┌────────

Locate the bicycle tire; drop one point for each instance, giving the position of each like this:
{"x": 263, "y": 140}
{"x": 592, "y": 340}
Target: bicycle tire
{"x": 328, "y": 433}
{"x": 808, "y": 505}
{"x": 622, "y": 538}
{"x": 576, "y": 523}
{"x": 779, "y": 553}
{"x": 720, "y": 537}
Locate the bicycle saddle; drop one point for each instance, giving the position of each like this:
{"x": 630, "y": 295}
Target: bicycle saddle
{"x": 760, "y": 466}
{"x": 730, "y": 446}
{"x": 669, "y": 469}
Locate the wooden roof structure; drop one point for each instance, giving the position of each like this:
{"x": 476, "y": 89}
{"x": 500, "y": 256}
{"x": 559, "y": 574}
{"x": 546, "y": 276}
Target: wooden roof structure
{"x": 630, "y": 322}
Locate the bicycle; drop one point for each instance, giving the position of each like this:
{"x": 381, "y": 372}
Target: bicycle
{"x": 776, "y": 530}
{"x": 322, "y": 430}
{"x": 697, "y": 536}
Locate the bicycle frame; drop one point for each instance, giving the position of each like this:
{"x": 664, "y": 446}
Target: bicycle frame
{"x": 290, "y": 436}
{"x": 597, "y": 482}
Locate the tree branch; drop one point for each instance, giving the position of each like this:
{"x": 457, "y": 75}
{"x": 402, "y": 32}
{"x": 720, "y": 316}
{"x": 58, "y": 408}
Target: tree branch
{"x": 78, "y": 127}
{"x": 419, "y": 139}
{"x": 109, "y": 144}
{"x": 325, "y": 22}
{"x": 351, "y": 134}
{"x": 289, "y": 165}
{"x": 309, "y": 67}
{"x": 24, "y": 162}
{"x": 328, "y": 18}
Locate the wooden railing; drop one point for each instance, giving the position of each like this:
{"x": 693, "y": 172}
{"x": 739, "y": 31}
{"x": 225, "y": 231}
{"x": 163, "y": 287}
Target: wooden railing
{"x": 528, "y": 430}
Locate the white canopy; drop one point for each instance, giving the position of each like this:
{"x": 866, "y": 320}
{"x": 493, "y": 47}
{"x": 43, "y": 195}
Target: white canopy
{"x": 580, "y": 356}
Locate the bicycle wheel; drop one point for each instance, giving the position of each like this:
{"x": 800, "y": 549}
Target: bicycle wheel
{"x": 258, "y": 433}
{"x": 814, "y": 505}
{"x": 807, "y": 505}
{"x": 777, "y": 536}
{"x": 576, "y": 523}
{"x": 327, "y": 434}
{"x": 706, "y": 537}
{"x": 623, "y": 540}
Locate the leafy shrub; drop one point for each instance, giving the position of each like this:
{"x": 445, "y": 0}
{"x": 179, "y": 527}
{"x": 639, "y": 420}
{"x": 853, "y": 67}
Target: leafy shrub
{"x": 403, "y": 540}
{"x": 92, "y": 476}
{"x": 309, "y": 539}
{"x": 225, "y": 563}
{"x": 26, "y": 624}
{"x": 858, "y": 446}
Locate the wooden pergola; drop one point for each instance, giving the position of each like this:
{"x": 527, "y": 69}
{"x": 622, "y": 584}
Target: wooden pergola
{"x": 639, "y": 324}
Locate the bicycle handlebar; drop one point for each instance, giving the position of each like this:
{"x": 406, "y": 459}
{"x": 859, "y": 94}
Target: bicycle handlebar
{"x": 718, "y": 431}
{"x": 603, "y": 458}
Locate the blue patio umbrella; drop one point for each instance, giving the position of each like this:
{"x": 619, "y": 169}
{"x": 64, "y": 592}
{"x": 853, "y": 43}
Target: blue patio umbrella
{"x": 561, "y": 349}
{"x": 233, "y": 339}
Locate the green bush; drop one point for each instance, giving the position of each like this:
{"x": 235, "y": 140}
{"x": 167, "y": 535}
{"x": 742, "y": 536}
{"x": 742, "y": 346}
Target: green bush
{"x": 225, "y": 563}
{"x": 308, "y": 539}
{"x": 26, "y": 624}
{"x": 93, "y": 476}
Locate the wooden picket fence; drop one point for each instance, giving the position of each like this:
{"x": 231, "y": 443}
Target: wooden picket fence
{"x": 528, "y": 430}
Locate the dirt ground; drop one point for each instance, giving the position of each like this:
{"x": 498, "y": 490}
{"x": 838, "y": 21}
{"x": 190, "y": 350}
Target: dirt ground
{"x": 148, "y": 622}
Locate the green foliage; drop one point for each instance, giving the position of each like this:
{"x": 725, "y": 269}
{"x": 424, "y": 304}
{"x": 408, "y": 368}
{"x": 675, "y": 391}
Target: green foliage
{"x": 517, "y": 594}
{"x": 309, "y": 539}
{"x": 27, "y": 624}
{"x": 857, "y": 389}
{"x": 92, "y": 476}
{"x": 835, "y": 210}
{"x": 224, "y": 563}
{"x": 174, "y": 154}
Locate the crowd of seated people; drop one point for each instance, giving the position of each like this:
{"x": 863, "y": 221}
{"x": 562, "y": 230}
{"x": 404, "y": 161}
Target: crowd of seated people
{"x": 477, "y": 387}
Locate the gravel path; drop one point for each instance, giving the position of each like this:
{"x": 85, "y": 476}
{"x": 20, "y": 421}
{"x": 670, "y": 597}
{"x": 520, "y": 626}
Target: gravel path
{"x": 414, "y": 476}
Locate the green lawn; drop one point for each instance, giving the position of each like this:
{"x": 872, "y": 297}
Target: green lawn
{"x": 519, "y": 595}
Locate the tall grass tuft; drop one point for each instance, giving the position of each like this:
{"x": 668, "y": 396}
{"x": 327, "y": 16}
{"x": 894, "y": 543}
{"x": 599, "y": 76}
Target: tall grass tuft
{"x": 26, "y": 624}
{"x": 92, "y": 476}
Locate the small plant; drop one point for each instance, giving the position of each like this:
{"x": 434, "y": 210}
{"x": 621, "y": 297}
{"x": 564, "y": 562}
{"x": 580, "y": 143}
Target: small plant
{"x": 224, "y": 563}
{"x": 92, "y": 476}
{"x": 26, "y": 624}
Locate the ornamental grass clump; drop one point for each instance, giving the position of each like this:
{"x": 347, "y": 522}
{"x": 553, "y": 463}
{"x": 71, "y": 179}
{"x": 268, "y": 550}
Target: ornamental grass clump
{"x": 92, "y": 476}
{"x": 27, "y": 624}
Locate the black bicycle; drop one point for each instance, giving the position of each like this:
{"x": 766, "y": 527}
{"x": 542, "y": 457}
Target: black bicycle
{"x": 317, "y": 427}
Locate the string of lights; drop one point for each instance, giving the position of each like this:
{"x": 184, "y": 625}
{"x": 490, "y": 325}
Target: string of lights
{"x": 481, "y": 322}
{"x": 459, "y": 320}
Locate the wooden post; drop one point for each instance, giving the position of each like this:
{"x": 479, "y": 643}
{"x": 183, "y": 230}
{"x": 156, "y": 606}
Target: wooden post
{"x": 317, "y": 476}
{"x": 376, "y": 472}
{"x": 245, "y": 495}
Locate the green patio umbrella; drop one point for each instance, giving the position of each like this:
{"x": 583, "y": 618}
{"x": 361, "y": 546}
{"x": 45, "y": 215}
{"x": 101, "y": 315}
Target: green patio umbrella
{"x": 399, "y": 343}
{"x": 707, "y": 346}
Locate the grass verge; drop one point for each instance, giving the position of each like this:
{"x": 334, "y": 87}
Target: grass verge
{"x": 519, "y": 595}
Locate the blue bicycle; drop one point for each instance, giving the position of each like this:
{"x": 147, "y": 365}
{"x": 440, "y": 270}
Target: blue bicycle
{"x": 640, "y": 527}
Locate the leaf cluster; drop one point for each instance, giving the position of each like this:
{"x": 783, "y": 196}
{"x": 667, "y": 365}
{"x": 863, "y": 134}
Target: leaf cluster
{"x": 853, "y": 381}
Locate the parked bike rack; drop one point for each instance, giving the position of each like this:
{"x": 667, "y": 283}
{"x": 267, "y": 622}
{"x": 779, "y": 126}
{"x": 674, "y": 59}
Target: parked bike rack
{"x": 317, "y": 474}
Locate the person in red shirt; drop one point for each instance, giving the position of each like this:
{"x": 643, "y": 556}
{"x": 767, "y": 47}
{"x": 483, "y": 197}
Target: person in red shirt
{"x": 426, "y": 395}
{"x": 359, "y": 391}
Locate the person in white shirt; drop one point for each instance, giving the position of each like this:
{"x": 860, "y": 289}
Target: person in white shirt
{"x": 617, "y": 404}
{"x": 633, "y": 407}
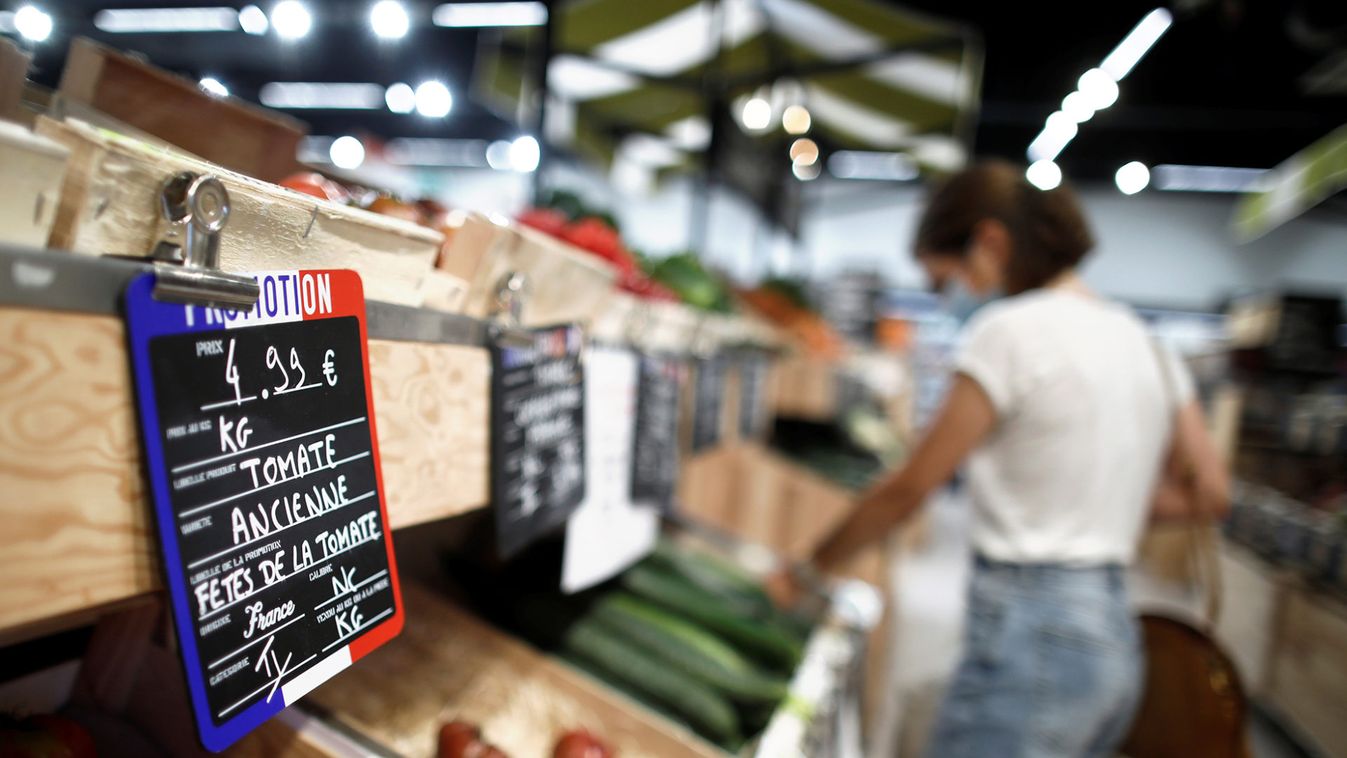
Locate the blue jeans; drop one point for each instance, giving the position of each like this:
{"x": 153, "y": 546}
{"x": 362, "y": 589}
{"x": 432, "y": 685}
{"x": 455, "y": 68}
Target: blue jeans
{"x": 1052, "y": 665}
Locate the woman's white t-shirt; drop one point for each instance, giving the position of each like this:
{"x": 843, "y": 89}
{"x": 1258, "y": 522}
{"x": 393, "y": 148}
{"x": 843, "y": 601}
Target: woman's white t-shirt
{"x": 1083, "y": 422}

└────────

### Task prompt
Reproduce the material from the line containing "Locate the parked" through the end of the material, without any change. Leave the pictures out of the answer.

### Worked answer
Locate the parked bike rack; drop one point for each instance, giving the position of each like this:
{"x": 667, "y": 283}
{"x": 267, "y": 622}
{"x": 779, "y": 126}
{"x": 674, "y": 59}
Target: parked bike rack
{"x": 317, "y": 474}
Locate the person in red shirt; drop one point for each instance, giving the position of each like this:
{"x": 643, "y": 556}
{"x": 767, "y": 47}
{"x": 483, "y": 197}
Target: person in red shirt
{"x": 426, "y": 395}
{"x": 359, "y": 391}
Locate the person in white shirt; drop one point for each instance, giving the position of each like this:
{"x": 860, "y": 289}
Target: person in white shirt
{"x": 617, "y": 404}
{"x": 633, "y": 407}
Locate the blue jeans; drop one point for each instance, giving the position of each like this:
{"x": 153, "y": 546}
{"x": 362, "y": 589}
{"x": 432, "y": 685}
{"x": 455, "y": 68}
Target: blue jeans
{"x": 1052, "y": 665}
Locate the woman's white t-shirt; drop one point for each instance, giving the position of each like this:
{"x": 843, "y": 89}
{"x": 1258, "y": 522}
{"x": 393, "y": 148}
{"x": 843, "y": 601}
Target: woman's white t-shirt
{"x": 1083, "y": 422}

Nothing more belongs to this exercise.